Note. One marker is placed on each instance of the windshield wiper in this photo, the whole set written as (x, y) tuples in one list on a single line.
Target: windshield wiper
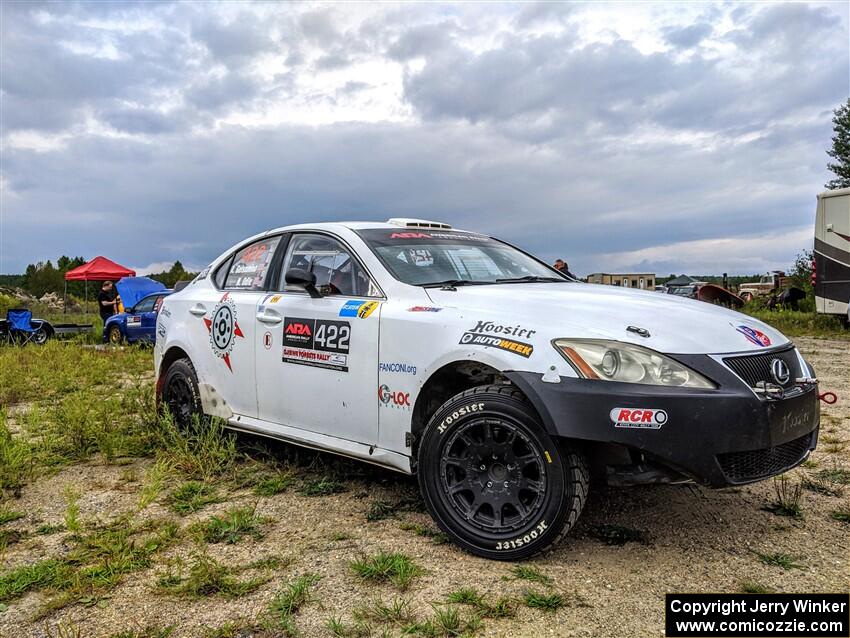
[(450, 284), (519, 280)]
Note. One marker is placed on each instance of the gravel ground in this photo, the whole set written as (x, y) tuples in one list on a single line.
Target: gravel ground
[(694, 539)]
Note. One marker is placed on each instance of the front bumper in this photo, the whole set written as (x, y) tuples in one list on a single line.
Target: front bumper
[(727, 436)]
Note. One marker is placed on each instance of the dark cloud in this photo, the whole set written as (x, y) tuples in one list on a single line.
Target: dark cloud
[(522, 127)]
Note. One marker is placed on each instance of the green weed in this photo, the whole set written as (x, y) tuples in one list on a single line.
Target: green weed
[(232, 526), (395, 568), (191, 497)]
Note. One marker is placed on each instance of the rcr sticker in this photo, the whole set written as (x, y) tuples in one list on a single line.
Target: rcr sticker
[(454, 416), (638, 418)]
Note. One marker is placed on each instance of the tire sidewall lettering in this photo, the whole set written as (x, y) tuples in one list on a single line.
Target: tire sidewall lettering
[(466, 410)]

┄┄┄┄┄┄┄┄┄┄┄┄┄┄┄┄┄┄┄┄

*What is needed:* Rewrite all of the items above, changing every "marker" to "point" and keeping everything else the same. Leave the pictures out.

*Full output:*
Note. One point is placed on each instance of the windshield wiper in this photo, the whole set written as (x, y) tuples in one list on a single line.
Target: windshield wiper
[(450, 284), (519, 280)]
Note. One point is placed on each instance of the gravel ground in this photo, the whole set written as (x, y) tuples in one list on a single line.
Target: gravel ground
[(694, 539)]
Note. One point is placed on each instance of the front bumper in this photo, the whole set written as (x, y) tuples in one list on a single line.
Target: front bumper
[(727, 436)]
Note. One point is placed on each instance of the dark cloud in this photo, the whole set written as (x, y) tuples in one list on a single line.
Target: dark cloud
[(522, 127)]
Note. One point is placed on each instance of the green weed in this photo, the whole set written as (x, y) tuples in one list on a single line.
Target: green weed
[(232, 526), (395, 568), (191, 497)]
Note. One point is placed on each instance of the rcr sticker in this photo, the whole set written as (x, y) tuples in one list on a single line.
Target: rcr sticker
[(454, 416), (638, 418)]
Note. One point is placed on each instance of the tire sidewall lettering in this photo, the whole set written as (x, y) tuples in one list on a single line.
Target: tire sidewall lettering
[(466, 410)]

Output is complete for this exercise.